Brief: Pull out every line of the records below that contains the word "building".

Records shown:
______

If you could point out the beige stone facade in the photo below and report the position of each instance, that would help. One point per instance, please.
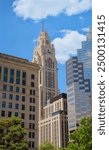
(30, 90)
(19, 94)
(52, 116)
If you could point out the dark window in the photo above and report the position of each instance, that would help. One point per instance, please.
(3, 104)
(17, 97)
(9, 114)
(23, 98)
(10, 105)
(11, 88)
(16, 114)
(32, 76)
(16, 106)
(23, 74)
(22, 115)
(33, 92)
(30, 92)
(23, 124)
(17, 89)
(17, 77)
(30, 99)
(10, 96)
(23, 107)
(23, 90)
(3, 113)
(0, 73)
(33, 100)
(5, 77)
(31, 126)
(31, 135)
(32, 117)
(11, 75)
(32, 144)
(4, 87)
(32, 84)
(4, 96)
(24, 78)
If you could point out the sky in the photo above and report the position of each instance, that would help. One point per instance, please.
(66, 21)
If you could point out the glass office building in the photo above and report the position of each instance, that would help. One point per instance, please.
(78, 80)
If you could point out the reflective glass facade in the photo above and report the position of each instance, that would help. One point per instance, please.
(78, 80)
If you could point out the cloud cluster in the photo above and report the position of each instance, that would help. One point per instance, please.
(39, 9)
(67, 45)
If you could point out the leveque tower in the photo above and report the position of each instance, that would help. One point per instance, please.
(52, 122)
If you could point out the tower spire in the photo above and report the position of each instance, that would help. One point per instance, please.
(43, 26)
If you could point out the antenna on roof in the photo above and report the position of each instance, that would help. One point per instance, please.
(43, 26)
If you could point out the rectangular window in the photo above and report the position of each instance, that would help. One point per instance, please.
(5, 77)
(0, 73)
(23, 98)
(10, 96)
(33, 92)
(17, 89)
(16, 114)
(10, 105)
(32, 84)
(4, 87)
(4, 96)
(11, 88)
(24, 78)
(9, 114)
(3, 104)
(16, 106)
(31, 126)
(32, 76)
(3, 113)
(22, 124)
(11, 75)
(22, 115)
(23, 107)
(17, 77)
(30, 92)
(23, 90)
(17, 97)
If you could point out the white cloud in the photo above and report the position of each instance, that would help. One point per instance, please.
(67, 45)
(85, 29)
(39, 9)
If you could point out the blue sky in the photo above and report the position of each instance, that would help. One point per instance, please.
(66, 22)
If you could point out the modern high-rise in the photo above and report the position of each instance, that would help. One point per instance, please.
(52, 108)
(54, 126)
(78, 80)
(19, 94)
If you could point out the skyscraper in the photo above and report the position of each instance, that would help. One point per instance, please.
(19, 94)
(78, 80)
(52, 106)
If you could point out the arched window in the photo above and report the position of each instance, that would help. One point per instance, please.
(49, 63)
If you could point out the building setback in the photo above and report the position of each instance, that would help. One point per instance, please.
(51, 115)
(30, 90)
(19, 94)
(78, 81)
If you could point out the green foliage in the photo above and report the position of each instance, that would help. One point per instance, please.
(12, 134)
(81, 139)
(47, 146)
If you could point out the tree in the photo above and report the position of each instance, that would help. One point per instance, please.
(47, 146)
(81, 139)
(12, 134)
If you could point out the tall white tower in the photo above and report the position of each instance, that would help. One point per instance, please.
(44, 55)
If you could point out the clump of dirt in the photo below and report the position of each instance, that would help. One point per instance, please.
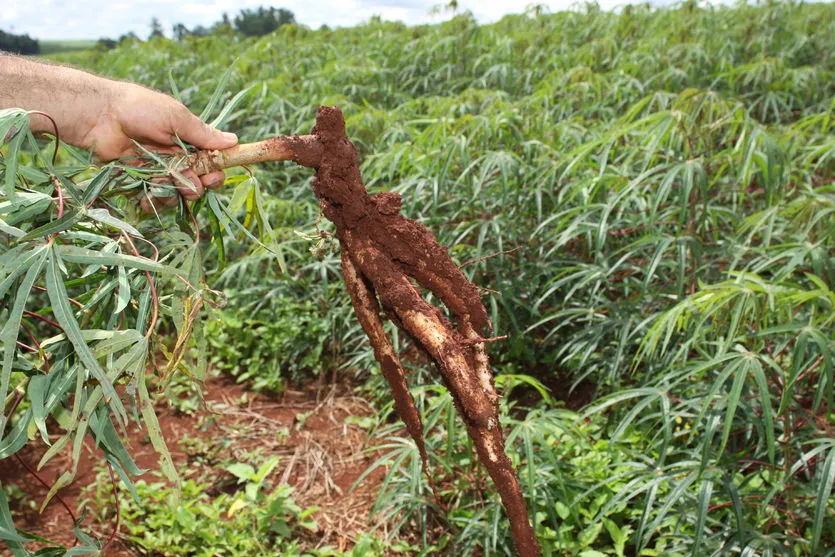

______

Solved exercise:
If you could point out the glass office building in the photo above and report the position of each instance, that would help. One point per instance, please.
If you could point out the building setback in the photo above and report the position of each instance, that would help. One point per instance, please.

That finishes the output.